■ Task directions ■
Substitute "localization benchmark" for every occurrence of "pointing benchmark" in all the rows below, and reproduce the rows with nothing else altered.

-- Begin --

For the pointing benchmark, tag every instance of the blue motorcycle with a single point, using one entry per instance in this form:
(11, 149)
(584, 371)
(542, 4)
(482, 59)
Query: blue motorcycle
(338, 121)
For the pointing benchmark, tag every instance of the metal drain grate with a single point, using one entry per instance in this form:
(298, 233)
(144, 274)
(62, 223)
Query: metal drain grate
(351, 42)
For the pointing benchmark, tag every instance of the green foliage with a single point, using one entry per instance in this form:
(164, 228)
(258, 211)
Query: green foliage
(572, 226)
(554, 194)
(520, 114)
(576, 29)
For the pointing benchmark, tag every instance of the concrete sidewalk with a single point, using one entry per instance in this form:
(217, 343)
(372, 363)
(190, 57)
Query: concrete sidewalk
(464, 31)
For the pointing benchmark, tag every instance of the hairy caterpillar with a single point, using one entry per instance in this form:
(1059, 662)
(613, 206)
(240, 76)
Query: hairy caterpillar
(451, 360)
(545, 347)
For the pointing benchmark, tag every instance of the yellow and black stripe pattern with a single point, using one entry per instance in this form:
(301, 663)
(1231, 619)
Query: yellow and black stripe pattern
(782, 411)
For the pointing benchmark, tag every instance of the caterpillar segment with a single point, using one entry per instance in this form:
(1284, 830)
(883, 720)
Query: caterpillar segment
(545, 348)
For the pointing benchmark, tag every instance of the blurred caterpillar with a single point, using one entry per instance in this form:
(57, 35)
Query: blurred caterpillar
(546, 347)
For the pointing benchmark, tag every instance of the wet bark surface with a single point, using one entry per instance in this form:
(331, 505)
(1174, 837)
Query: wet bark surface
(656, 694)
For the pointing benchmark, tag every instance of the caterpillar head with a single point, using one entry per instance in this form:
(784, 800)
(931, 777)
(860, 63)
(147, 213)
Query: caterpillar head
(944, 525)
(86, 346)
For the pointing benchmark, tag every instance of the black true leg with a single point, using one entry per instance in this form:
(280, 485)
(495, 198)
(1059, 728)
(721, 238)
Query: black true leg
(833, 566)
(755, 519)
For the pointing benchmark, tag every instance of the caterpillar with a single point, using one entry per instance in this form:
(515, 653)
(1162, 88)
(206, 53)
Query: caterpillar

-- End --

■ Written reply ■
For the localization benchmark, tag every instance of the blue motorcycle with a single point, using one entry per instance in this form:
(11, 149)
(584, 371)
(542, 4)
(482, 59)
Query: blue motorcycle
(338, 121)
For the localization benchmark, tag every instance of the metal drain grate with a single point, using one entry per instance in this form:
(298, 233)
(144, 274)
(62, 223)
Query: metal drain grate
(351, 42)
For the localization benchmark, tag every instance of the green foliage with a single point, using one entry per instance in this form:
(164, 228)
(258, 211)
Query: green foliage
(572, 226)
(554, 194)
(520, 114)
(576, 29)
For the localization benchmark, tag every instance of the concrete sidewalk with a single point, using one entry per instance in this form:
(217, 343)
(372, 363)
(190, 57)
Query: concrete sidewalk
(464, 31)
For the localization benchmark, tag every instance of the hairy caterpillar with a single point, using one entry per instance in this form:
(1059, 662)
(613, 206)
(240, 76)
Query: hairy caterpillar
(451, 360)
(545, 347)
For the localization benchmark, tag every instance of the yellow and black stripe pattern with a single point, using one entry per instance in this form:
(301, 663)
(1231, 619)
Query: yellow and black stripe pattern
(782, 411)
For the localization benchmark, tag every instance of the caterpillar segment with a single point, using one entry per instance in this form:
(1284, 830)
(883, 720)
Query: caterpillar segment
(545, 348)
For the localization benchmark, tag every instance of the blurred caterpillar with a single point, using one entry per instance in this form:
(57, 35)
Query: blurred caterpillar
(546, 347)
For the localization benchmark, tag every instance of the wet bark surface with a single point, using one entry per instance in this form:
(331, 505)
(1174, 837)
Query: wet bark surface
(656, 694)
For the localization benchmark, tag every instance of the caterpillar head with a single point, using one entry per instance in this form:
(784, 800)
(931, 777)
(860, 63)
(147, 213)
Query: caterpillar head
(944, 525)
(86, 346)
For the localization benchmark, tag every instance of the black true leg with a single point, using one entry per instance in this form:
(280, 485)
(495, 198)
(1059, 728)
(721, 238)
Query: black true leg
(833, 566)
(755, 519)
For the localization benchmark, tag every instance of the caterpillar with a single point, using one entry per instance in this form:
(515, 653)
(1162, 88)
(206, 53)
Query: caterpillar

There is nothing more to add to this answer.